Exercise brief:
Restate, exactly and without pictures, the lines from the start of the listing below through the line holding "Target: background tree".

Input material:

Start of Block

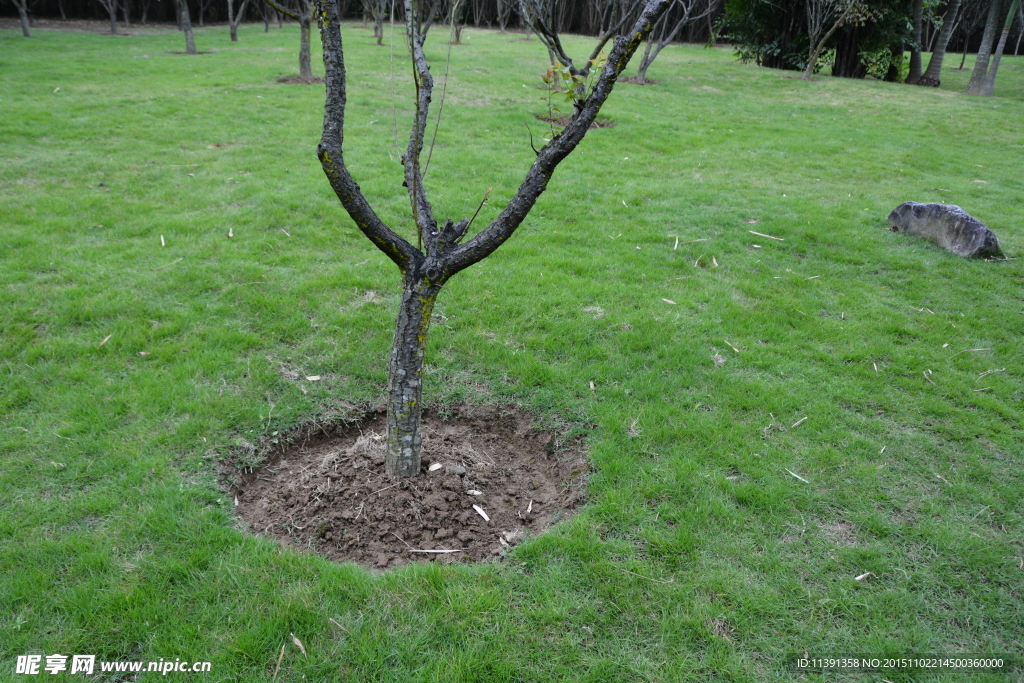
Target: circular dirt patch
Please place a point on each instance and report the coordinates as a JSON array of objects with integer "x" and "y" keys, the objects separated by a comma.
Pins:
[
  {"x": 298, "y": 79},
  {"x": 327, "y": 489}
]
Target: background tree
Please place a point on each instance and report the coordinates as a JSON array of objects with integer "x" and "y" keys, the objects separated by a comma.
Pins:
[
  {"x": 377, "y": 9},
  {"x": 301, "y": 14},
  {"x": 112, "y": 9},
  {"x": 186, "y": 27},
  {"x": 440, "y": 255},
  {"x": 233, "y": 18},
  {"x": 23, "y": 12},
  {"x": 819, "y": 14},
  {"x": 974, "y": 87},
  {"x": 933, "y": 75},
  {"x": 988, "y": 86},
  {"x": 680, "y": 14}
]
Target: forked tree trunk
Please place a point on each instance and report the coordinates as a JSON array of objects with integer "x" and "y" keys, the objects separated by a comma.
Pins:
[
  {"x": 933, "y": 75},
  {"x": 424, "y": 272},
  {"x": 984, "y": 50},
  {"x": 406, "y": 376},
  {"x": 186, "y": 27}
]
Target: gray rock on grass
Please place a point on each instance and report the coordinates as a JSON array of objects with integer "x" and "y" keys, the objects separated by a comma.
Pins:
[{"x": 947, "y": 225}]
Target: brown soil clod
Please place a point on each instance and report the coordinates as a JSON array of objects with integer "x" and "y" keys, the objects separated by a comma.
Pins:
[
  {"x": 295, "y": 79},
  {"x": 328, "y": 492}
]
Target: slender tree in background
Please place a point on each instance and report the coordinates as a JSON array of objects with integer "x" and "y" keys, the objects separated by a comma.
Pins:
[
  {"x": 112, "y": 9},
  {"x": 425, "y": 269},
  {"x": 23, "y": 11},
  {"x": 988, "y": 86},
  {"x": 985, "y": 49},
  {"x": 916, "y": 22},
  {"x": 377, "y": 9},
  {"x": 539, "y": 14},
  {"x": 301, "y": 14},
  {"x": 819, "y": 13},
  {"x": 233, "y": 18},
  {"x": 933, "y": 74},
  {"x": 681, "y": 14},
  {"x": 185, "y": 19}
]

End of Block

Output below:
Target: circular dirt patch
Please place a point on each instance and report the coordinates as a JSON array of objects with integer "x" and "y" keys, the objects separated by a comma.
Pins:
[
  {"x": 298, "y": 79},
  {"x": 327, "y": 489}
]
Target: background tree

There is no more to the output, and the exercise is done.